=== Record extracts ===
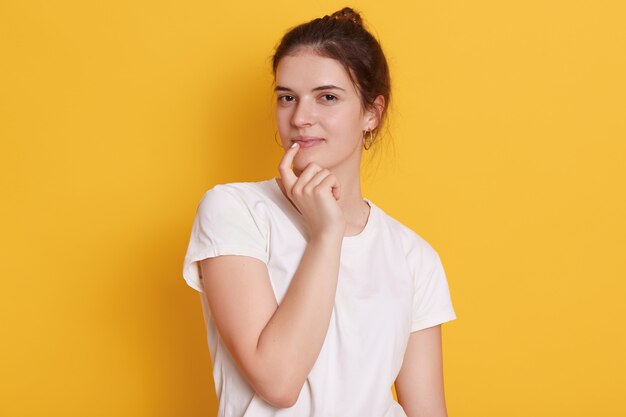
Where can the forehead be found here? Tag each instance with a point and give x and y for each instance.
(307, 70)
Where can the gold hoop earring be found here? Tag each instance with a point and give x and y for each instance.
(367, 144)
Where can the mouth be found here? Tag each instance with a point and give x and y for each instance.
(307, 141)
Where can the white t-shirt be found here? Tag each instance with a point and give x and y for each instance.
(391, 283)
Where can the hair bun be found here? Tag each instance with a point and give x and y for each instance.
(348, 14)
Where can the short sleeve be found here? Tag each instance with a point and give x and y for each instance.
(431, 300)
(225, 224)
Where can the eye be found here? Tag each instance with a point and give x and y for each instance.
(286, 98)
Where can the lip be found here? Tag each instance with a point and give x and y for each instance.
(307, 141)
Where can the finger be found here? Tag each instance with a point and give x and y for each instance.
(287, 176)
(332, 183)
(305, 177)
(316, 179)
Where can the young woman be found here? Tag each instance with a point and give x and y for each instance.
(315, 300)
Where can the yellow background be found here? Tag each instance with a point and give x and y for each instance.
(508, 129)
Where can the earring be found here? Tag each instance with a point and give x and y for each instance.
(368, 143)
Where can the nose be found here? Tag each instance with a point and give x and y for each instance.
(303, 114)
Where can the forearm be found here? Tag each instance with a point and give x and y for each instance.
(290, 343)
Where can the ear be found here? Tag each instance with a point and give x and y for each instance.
(374, 115)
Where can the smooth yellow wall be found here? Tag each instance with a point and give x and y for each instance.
(509, 124)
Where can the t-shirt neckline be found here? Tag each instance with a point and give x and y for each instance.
(371, 218)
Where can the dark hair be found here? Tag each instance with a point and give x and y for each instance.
(341, 36)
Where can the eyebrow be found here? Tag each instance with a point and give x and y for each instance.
(321, 87)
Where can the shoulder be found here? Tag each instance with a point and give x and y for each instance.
(231, 196)
(413, 245)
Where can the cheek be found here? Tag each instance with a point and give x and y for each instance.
(344, 124)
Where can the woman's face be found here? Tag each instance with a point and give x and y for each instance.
(319, 107)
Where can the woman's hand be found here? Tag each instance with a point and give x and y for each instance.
(314, 193)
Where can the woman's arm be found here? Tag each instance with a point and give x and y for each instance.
(275, 346)
(419, 385)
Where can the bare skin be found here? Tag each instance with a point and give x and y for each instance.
(275, 346)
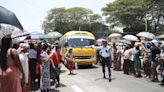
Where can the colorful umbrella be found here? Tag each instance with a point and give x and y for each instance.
(37, 35)
(115, 35)
(19, 33)
(160, 36)
(9, 17)
(53, 35)
(146, 35)
(131, 38)
(124, 41)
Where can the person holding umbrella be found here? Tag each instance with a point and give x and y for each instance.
(106, 58)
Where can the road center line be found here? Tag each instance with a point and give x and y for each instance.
(77, 89)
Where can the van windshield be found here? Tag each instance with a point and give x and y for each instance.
(80, 42)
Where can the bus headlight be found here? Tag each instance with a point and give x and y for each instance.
(93, 57)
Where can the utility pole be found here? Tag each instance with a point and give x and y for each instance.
(146, 25)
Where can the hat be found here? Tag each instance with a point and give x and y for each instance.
(148, 46)
(24, 45)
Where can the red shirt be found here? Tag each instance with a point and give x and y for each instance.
(56, 58)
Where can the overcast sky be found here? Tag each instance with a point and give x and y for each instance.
(31, 13)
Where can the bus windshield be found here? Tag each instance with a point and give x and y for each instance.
(80, 42)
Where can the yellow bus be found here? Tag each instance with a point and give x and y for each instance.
(81, 43)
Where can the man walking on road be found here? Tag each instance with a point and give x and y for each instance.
(106, 58)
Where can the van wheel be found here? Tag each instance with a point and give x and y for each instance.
(76, 66)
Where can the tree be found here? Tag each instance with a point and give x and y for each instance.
(132, 14)
(76, 18)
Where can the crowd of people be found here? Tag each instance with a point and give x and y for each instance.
(24, 64)
(141, 60)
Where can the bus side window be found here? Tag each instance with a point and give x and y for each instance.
(65, 44)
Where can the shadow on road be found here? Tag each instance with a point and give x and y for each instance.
(87, 67)
(104, 79)
(54, 90)
(63, 71)
(35, 86)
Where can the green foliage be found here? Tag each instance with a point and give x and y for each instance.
(76, 18)
(132, 14)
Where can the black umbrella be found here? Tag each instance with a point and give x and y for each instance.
(8, 17)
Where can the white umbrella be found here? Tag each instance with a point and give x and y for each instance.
(115, 35)
(19, 33)
(131, 38)
(160, 36)
(146, 35)
(99, 41)
(53, 35)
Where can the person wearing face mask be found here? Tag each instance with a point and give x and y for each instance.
(23, 56)
(11, 71)
(137, 62)
(162, 65)
(106, 58)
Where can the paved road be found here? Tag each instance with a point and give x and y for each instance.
(90, 80)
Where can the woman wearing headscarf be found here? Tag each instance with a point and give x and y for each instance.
(69, 58)
(55, 72)
(147, 60)
(23, 56)
(32, 61)
(45, 70)
(137, 62)
(11, 71)
(162, 66)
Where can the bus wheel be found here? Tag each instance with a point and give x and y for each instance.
(76, 66)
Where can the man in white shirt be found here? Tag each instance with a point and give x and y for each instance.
(32, 62)
(106, 58)
(23, 56)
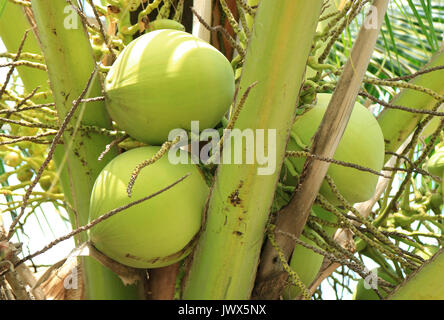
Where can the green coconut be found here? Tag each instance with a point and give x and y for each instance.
(363, 293)
(154, 233)
(305, 262)
(164, 80)
(361, 144)
(435, 165)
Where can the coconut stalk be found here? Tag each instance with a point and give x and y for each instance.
(423, 284)
(271, 276)
(13, 24)
(65, 43)
(225, 260)
(397, 125)
(203, 8)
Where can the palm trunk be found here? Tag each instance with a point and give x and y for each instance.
(397, 125)
(226, 258)
(424, 284)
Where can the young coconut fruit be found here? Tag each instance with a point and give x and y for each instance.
(154, 233)
(435, 165)
(361, 144)
(165, 79)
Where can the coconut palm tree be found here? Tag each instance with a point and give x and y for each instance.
(295, 232)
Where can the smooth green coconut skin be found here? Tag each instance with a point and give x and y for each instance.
(361, 144)
(153, 233)
(165, 79)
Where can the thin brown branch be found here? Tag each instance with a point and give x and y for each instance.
(52, 148)
(292, 218)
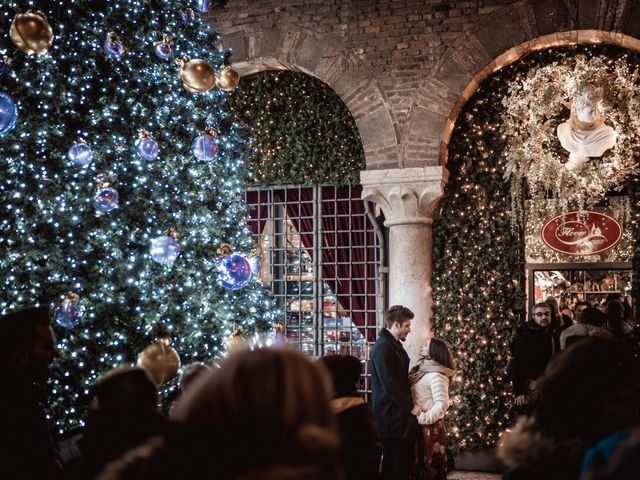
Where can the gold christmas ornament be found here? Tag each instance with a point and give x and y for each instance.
(225, 249)
(236, 342)
(31, 32)
(227, 79)
(196, 75)
(160, 361)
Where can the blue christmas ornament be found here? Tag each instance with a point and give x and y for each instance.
(8, 113)
(189, 17)
(234, 271)
(204, 5)
(69, 313)
(106, 198)
(162, 50)
(113, 46)
(147, 147)
(204, 146)
(4, 65)
(256, 265)
(80, 153)
(165, 249)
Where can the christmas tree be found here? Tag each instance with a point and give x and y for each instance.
(114, 202)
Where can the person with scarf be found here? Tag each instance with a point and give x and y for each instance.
(430, 379)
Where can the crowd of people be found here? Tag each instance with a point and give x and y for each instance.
(272, 413)
(576, 380)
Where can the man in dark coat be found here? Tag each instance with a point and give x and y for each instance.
(536, 343)
(27, 348)
(392, 404)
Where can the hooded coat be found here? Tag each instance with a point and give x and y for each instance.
(430, 389)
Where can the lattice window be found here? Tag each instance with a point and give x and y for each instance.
(320, 256)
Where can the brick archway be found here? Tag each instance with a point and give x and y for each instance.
(260, 49)
(506, 36)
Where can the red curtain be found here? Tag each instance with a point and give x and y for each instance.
(258, 201)
(348, 251)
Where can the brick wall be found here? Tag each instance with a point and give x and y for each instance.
(402, 66)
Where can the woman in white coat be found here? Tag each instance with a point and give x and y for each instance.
(430, 379)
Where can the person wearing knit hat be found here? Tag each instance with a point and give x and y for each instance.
(27, 349)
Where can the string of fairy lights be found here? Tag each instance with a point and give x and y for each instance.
(478, 272)
(64, 230)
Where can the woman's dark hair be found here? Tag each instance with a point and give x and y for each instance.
(345, 371)
(614, 312)
(439, 352)
(577, 385)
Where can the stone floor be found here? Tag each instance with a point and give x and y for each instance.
(462, 475)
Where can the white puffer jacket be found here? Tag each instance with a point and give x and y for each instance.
(431, 391)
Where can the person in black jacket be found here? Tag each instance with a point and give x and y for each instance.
(361, 448)
(392, 404)
(27, 348)
(536, 343)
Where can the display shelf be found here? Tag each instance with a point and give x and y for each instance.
(569, 283)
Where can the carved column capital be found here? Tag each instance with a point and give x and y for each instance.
(406, 195)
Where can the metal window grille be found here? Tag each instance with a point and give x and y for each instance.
(313, 238)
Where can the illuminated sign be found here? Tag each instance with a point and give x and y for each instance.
(581, 233)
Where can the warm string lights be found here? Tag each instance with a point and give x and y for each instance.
(540, 100)
(302, 131)
(478, 271)
(53, 238)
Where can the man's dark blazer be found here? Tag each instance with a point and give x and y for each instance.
(390, 388)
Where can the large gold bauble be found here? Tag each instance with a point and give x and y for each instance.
(160, 361)
(31, 33)
(227, 79)
(197, 76)
(235, 343)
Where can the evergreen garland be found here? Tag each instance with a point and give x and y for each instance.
(478, 269)
(302, 131)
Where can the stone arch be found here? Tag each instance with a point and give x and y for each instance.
(260, 49)
(502, 39)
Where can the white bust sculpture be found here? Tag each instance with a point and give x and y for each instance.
(585, 134)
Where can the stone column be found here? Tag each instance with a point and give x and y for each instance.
(409, 198)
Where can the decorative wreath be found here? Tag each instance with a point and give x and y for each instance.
(538, 102)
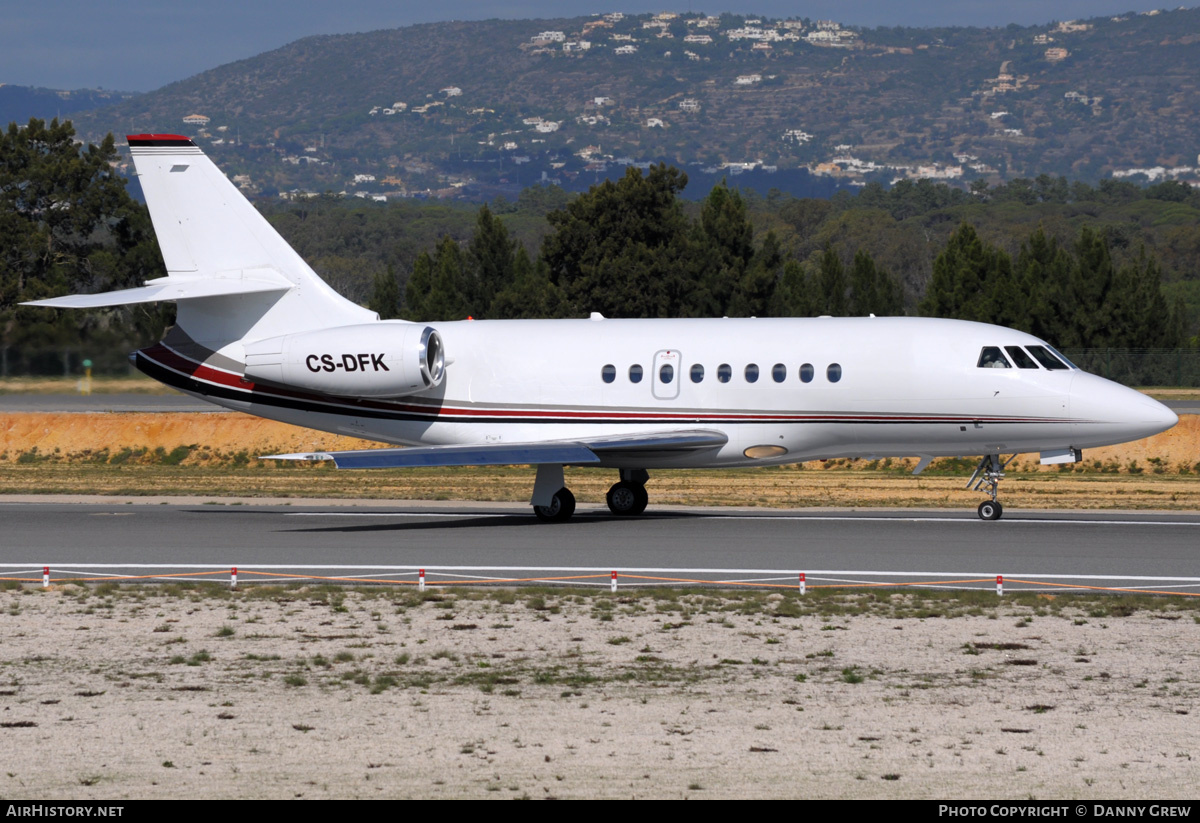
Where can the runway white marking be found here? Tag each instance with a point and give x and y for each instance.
(811, 575)
(763, 517)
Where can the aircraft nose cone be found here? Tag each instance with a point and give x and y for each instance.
(1158, 415)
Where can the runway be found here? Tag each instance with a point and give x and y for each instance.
(468, 541)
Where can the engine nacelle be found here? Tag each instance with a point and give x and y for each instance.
(371, 360)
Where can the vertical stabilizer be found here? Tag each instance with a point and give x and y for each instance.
(209, 232)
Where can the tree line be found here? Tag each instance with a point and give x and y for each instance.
(1080, 266)
(628, 248)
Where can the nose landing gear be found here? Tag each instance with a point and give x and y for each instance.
(987, 476)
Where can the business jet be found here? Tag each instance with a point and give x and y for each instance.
(258, 331)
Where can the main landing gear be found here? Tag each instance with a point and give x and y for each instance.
(562, 506)
(629, 498)
(987, 476)
(553, 503)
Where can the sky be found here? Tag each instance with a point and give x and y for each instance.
(144, 44)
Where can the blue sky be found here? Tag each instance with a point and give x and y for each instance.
(143, 44)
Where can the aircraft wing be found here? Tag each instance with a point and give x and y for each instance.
(581, 451)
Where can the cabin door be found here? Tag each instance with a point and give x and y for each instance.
(666, 374)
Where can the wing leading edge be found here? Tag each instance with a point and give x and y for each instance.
(582, 451)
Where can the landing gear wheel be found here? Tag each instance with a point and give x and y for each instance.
(559, 510)
(627, 499)
(990, 510)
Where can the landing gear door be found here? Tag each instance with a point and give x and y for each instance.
(666, 374)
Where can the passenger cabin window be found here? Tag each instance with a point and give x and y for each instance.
(1018, 354)
(993, 358)
(1045, 358)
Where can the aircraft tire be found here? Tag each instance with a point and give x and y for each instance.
(627, 499)
(990, 510)
(559, 510)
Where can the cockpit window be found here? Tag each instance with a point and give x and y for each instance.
(993, 358)
(1018, 354)
(1045, 358)
(1061, 356)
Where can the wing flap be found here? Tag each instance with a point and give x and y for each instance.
(585, 450)
(430, 456)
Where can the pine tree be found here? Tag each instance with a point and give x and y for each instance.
(832, 284)
(623, 247)
(795, 295)
(385, 294)
(492, 256)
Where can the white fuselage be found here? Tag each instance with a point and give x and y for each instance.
(905, 386)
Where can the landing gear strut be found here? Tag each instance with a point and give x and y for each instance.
(552, 500)
(987, 476)
(629, 498)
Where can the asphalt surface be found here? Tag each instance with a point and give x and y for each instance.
(504, 541)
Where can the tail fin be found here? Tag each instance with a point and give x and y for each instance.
(233, 276)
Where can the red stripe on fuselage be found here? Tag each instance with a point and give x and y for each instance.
(171, 359)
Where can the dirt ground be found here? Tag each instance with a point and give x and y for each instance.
(160, 692)
(215, 455)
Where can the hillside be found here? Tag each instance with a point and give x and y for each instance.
(18, 103)
(469, 107)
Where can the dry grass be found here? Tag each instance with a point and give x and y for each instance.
(133, 384)
(215, 454)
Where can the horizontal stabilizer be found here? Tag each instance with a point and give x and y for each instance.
(515, 454)
(167, 289)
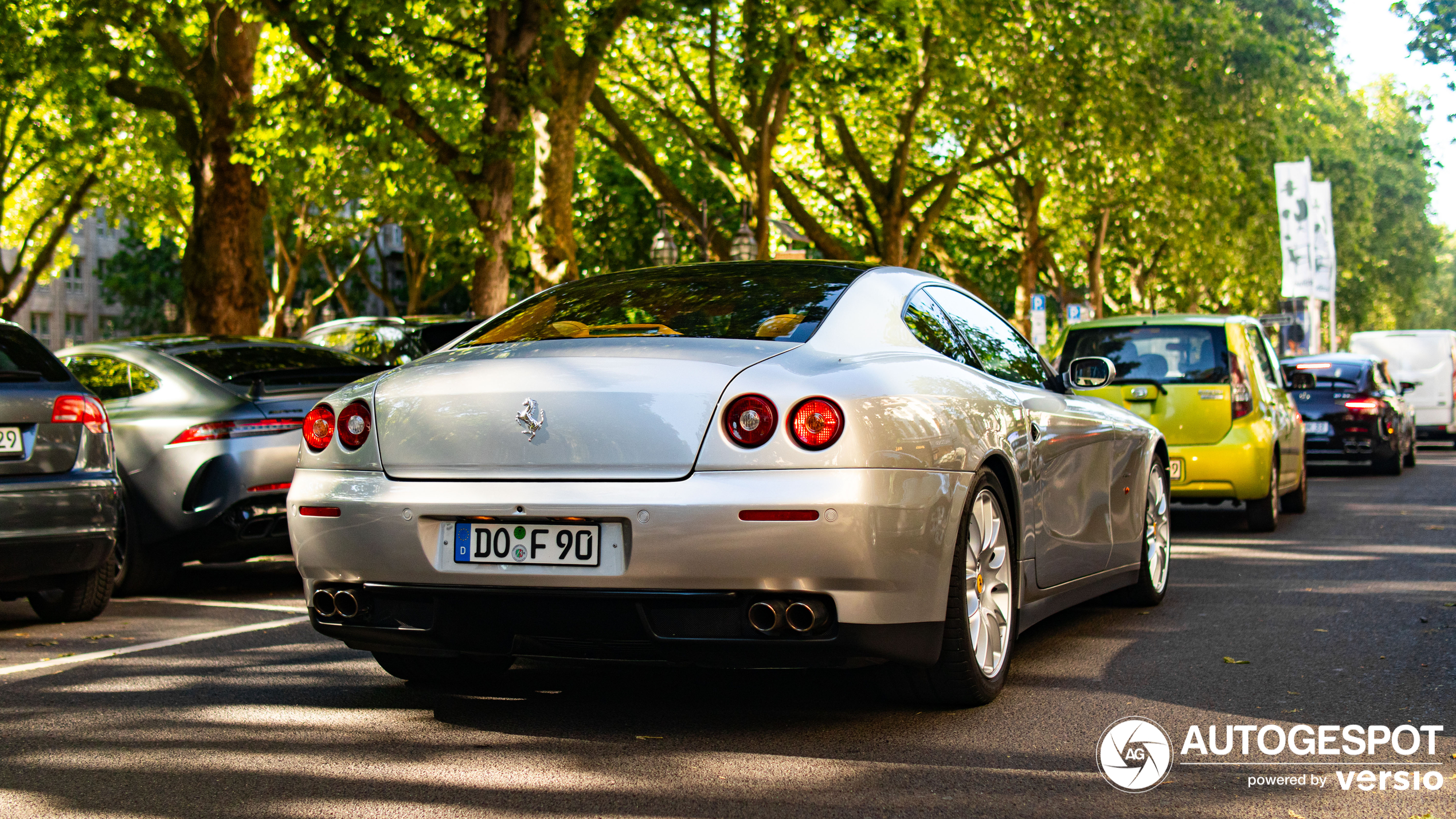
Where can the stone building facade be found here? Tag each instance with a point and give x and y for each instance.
(71, 309)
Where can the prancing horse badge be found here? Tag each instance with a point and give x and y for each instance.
(532, 417)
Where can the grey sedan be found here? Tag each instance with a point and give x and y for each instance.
(58, 489)
(207, 437)
(747, 463)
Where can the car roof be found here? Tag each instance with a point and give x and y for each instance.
(182, 342)
(1207, 319)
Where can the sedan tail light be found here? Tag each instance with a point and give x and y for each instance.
(816, 424)
(246, 428)
(1242, 393)
(80, 409)
(354, 424)
(750, 420)
(318, 426)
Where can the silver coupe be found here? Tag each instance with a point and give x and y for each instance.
(743, 463)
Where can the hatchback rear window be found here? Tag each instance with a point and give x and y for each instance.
(246, 361)
(1168, 354)
(22, 358)
(737, 300)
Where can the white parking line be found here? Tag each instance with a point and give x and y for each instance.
(147, 646)
(219, 604)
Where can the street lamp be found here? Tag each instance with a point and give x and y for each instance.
(745, 246)
(664, 250)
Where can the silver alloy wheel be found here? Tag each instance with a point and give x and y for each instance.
(988, 584)
(1157, 530)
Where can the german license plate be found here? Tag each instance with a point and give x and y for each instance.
(541, 544)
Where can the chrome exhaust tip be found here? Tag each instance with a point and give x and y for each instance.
(807, 616)
(347, 604)
(324, 603)
(766, 616)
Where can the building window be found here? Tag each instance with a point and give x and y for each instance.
(75, 329)
(73, 279)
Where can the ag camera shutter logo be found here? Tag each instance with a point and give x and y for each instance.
(1134, 754)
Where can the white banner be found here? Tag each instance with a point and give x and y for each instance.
(1322, 241)
(1292, 195)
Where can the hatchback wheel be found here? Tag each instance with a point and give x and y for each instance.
(980, 612)
(1263, 512)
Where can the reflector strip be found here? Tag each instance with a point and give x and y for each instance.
(778, 515)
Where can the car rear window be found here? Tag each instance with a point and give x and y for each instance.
(1168, 354)
(1333, 374)
(233, 361)
(22, 358)
(737, 300)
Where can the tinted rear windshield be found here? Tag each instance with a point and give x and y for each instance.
(1168, 354)
(739, 300)
(1331, 374)
(22, 358)
(235, 361)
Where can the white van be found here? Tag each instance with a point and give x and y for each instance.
(1426, 358)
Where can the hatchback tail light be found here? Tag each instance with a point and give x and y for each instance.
(80, 409)
(354, 424)
(1242, 393)
(750, 420)
(246, 428)
(816, 424)
(318, 426)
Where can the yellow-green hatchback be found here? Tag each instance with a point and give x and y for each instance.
(1214, 386)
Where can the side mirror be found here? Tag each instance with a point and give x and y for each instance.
(1090, 373)
(1301, 380)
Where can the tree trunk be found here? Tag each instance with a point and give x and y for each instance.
(1028, 210)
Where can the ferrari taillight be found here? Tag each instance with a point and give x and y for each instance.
(80, 409)
(318, 426)
(1242, 395)
(750, 420)
(816, 424)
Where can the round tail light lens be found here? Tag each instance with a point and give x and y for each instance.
(750, 420)
(318, 426)
(354, 424)
(816, 424)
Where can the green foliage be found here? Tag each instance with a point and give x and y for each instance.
(143, 280)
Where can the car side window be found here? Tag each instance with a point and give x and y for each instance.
(101, 374)
(929, 323)
(1002, 351)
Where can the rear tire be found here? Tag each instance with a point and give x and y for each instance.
(1263, 512)
(1298, 501)
(977, 645)
(441, 669)
(80, 597)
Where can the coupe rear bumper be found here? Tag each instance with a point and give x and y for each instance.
(880, 549)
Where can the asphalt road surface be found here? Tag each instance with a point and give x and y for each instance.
(1344, 617)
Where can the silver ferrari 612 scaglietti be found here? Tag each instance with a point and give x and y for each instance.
(743, 463)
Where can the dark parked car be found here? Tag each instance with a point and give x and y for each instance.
(1355, 412)
(207, 437)
(389, 339)
(58, 492)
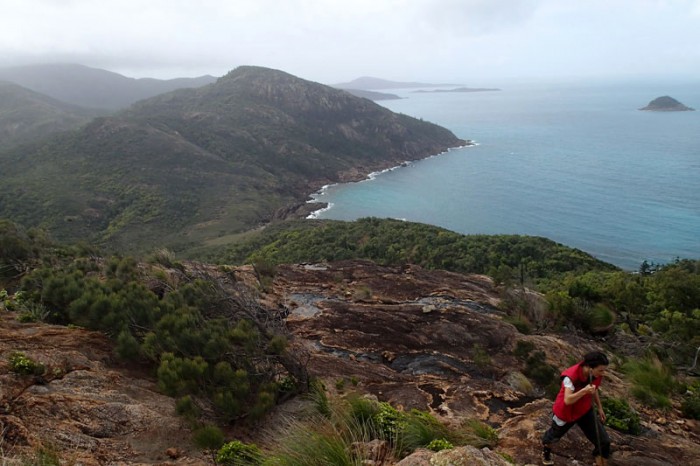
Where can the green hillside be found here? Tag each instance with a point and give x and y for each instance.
(92, 87)
(27, 116)
(197, 164)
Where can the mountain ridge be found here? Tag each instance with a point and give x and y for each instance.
(198, 163)
(26, 116)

=== Short exercise ===
Return the lines above word for word, beginning at the line that has "Where can the yellow-green" and stopping after the line that has "(1301, 380)".

=== Result of the exercise ===
Where can the yellow-green hatchback be found here? Tag each instance with a point and give x and y for each instance.
(1214, 386)
Where can the side mirror be found here? Tag each instance with a point and give x and y for each instance.
(1090, 373)
(1301, 380)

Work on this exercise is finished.